(REQUIREMENT) Write out the material below again, unchanged.

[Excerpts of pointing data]
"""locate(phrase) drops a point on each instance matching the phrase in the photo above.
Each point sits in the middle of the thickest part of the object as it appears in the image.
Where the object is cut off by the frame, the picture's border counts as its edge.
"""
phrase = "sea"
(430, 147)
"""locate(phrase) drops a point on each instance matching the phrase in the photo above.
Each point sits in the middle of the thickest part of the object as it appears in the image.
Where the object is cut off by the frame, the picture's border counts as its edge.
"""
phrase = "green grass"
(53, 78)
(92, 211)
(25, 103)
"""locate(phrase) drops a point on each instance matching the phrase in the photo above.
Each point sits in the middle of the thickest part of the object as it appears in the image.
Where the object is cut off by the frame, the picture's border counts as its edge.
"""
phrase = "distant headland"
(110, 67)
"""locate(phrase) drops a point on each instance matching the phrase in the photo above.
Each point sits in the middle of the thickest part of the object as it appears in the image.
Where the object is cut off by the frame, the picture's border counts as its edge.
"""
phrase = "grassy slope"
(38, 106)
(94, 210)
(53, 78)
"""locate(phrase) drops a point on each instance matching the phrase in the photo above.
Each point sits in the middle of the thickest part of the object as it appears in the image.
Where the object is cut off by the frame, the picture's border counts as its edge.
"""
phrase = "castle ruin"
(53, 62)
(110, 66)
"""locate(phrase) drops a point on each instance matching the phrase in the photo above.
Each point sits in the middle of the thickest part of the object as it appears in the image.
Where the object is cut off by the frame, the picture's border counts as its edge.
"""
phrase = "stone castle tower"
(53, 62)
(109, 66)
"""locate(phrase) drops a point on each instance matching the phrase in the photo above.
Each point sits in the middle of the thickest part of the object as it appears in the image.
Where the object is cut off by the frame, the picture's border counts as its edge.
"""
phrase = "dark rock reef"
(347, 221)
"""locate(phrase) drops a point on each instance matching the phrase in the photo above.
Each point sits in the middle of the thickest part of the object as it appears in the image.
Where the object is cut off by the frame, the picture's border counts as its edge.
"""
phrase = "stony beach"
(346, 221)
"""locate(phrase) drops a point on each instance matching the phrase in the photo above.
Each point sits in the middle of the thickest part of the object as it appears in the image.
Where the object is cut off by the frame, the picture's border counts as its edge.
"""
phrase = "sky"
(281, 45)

(REPLY)
"""locate(phrase) drops a point on each instance matching the phrase in the photo above.
Each point sits in the middle of the thickest part of the object as it appears in the image.
Where the object is cut off by the frame, the picture's border counts as its edge.
"""
phrase = "sea"
(430, 147)
"""locate(phrase) drops a point on each instance matching the phrase in the photo above.
Each point sits in the middle of the thickest part of the object as it appears in the image.
Where the object is cut off by the frame, the picture's border counts as its edge.
"""
phrase = "green grass"
(53, 78)
(92, 211)
(25, 103)
"""locate(phrase) drops a point on each instance matching the phrase in the photo above.
Each point sits in the middle of the thickest part of the object as it appears in the image.
Where the object is cut off by the frame, the picture's border counts as its edge.
"""
phrase = "distant headland"
(110, 67)
"""locate(phrase) drops a point on each instance matching the phrase in the photo above.
Each point sits in the middle of the thickest part of the object as it appears in the image.
Where the object is cut off by the frame, the picture's border counts as its edge.
"""
phrase = "grassy slope"
(38, 106)
(94, 210)
(53, 78)
"""locate(phrase) drops a point on each instance matching the phrase in the photo above.
Each point sits in the middle of the thickest part of the object as it appears in the image.
Where the object is cut off by the frame, the picture's border counts as its edge.
"""
phrase = "castle ruin"
(53, 62)
(110, 66)
"""locate(phrase) drops a point on each instance matching the phrase in the photo above.
Each point sits in the middle of the thickest part of the object as it appears in the image.
Where the object is cut off by the frame, the picture's border counts as its edge.
"""
phrase = "stone castle tower"
(53, 62)
(109, 66)
"""locate(phrase) drops a point on each instance matching the phrase in the photo above.
Each point sits in the middle of the thickest part of the object as it appears in the image.
Where the object is cut off by the frame, the picture's border counts as its edge.
"""
phrase = "dark rock reef"
(347, 221)
"""locate(phrase) drops a point on each instance matching the phrase in the photo above.
Each point sits in the middle of the thickest part of the object as it appears in the image.
Where the object is cut off by the frame, the picture's border counts as its edge.
"""
phrase = "stony beach"
(346, 221)
"""locate(phrase) drops a point on each instance matching the phrase in the photo above.
Each point sits in the middle of the thickest part of the object as it appears in the image.
Where the object is cut off by the frame, the picture's border counts as its edge.
"""
phrase = "sky"
(281, 45)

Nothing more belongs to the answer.